>> Start Exercise material
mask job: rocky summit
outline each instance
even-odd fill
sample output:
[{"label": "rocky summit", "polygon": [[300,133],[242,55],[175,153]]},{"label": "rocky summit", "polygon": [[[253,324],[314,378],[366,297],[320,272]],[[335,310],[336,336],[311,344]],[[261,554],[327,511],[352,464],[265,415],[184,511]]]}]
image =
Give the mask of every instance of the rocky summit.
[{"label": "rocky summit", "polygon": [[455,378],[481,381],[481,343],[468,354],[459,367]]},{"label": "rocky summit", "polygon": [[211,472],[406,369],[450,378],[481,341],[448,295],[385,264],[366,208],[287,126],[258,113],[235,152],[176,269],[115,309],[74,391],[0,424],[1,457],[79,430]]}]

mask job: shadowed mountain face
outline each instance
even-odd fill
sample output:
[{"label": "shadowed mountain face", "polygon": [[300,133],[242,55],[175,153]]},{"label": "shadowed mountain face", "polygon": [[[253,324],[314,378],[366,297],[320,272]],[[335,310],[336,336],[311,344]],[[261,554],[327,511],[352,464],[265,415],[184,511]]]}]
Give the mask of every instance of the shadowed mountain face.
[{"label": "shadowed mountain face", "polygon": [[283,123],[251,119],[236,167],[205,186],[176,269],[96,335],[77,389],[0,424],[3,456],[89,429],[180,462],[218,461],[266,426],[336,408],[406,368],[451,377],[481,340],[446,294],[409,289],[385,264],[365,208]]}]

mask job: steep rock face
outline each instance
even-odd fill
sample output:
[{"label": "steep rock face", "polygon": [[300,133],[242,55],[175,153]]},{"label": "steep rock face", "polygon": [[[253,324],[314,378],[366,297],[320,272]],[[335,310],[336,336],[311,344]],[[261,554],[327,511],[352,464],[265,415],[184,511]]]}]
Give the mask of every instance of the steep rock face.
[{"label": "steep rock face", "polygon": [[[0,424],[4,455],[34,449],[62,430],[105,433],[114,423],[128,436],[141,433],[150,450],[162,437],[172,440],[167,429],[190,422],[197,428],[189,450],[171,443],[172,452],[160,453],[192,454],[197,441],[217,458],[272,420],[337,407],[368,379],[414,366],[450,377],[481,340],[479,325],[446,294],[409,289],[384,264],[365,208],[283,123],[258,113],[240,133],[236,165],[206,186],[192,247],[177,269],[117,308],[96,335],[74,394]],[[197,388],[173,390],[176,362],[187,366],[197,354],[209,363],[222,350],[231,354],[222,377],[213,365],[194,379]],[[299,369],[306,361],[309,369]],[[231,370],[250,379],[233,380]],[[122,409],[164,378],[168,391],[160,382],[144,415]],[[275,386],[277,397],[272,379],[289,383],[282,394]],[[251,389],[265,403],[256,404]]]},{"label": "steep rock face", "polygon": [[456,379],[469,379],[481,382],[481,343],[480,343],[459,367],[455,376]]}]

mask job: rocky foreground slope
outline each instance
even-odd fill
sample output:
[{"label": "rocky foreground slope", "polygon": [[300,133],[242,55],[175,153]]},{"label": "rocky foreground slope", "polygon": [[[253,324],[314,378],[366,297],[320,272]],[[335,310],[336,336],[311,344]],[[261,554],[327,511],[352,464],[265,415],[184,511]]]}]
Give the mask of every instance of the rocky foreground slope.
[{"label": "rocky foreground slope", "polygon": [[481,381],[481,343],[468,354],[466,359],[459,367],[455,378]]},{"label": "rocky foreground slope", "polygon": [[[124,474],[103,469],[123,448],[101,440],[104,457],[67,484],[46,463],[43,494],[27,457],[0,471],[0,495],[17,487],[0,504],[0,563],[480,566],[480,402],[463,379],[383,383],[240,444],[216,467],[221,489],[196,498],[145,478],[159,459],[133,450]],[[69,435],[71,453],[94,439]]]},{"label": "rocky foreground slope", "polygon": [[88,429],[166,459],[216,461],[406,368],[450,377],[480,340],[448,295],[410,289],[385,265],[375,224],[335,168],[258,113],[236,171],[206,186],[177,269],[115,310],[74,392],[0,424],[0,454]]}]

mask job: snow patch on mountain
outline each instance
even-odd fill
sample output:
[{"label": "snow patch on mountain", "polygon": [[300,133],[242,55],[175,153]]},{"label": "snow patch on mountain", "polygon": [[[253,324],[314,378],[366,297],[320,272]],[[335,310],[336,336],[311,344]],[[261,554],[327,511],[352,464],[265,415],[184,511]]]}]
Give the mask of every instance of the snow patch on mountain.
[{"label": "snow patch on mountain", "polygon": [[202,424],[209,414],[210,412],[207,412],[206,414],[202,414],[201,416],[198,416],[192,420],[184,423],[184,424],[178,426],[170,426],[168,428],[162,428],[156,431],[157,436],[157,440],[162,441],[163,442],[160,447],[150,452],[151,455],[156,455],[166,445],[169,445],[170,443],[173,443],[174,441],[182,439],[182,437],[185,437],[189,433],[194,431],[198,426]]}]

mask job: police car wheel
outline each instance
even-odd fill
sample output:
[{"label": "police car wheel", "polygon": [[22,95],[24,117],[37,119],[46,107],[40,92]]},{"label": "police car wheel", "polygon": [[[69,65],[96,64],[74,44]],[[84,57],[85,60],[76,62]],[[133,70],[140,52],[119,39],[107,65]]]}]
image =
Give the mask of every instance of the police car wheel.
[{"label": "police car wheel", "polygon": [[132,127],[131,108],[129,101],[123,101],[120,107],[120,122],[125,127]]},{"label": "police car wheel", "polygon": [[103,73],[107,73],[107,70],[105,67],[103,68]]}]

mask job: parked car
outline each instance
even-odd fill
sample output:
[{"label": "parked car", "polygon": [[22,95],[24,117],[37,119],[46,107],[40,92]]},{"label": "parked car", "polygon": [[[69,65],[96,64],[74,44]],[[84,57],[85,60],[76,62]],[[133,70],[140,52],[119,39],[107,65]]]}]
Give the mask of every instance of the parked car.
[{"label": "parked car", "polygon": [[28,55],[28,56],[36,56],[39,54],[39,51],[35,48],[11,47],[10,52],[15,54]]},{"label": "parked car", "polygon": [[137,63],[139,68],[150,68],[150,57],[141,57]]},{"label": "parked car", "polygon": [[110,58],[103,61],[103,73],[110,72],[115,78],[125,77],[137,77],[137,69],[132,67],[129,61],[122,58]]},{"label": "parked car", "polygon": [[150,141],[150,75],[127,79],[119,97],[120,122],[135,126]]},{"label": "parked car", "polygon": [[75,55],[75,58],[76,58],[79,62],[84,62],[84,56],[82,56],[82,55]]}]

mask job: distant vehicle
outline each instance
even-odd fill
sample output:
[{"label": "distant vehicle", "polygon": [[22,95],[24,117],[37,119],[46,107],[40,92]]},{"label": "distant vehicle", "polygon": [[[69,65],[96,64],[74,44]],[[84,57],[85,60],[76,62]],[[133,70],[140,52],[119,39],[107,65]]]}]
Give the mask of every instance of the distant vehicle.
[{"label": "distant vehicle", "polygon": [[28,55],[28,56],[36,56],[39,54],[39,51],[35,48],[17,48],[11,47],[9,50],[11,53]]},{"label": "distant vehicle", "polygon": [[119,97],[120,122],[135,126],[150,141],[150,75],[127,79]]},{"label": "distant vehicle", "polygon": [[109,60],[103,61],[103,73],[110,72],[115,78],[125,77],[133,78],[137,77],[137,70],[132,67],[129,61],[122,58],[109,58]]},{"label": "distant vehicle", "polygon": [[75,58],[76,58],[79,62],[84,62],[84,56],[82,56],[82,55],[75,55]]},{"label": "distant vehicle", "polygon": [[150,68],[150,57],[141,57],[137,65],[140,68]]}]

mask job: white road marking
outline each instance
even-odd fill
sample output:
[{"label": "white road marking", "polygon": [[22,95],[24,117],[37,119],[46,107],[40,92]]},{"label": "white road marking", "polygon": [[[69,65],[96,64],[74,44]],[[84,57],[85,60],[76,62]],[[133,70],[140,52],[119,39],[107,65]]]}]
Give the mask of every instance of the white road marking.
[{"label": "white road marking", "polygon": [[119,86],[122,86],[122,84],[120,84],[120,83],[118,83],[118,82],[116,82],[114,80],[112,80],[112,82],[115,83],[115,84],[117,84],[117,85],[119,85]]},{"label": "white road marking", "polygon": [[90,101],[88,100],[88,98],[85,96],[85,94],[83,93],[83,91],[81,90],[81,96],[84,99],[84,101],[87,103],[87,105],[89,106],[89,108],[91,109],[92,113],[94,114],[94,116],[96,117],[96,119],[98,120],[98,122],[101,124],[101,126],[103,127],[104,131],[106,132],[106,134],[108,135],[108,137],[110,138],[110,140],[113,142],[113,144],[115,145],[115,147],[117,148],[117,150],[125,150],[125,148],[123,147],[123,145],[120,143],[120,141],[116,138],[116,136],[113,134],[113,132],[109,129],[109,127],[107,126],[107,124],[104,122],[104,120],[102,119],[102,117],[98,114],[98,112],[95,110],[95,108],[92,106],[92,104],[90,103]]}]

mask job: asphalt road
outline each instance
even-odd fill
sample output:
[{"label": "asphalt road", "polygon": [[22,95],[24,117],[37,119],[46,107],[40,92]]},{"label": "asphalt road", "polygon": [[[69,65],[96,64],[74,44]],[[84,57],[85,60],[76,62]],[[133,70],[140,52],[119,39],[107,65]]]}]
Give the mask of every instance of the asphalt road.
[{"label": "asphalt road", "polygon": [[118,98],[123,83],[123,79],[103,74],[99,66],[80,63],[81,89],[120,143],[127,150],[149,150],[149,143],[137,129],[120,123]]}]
>> End Exercise material
[Written exercise]:
Please rewrite the data above as a numbered list, from the line containing "mask job: asphalt road" through the final line, both included. Omit any blank lines.

[Reply to the task]:
1. mask job: asphalt road
2. outline each instance
3. even-odd fill
4. sample output:
5. [{"label": "asphalt road", "polygon": [[22,95],[24,117],[37,119],[46,107],[40,92]]},{"label": "asphalt road", "polygon": [[[69,65],[96,64],[74,44]],[[84,57],[85,60],[76,62]],[[133,70],[140,52],[119,39],[107,65]]]}]
6. Give the mask of every instance of the asphalt road.
7. [{"label": "asphalt road", "polygon": [[118,98],[123,83],[123,79],[103,74],[99,66],[80,63],[81,89],[120,143],[127,150],[149,150],[149,143],[137,129],[120,123]]}]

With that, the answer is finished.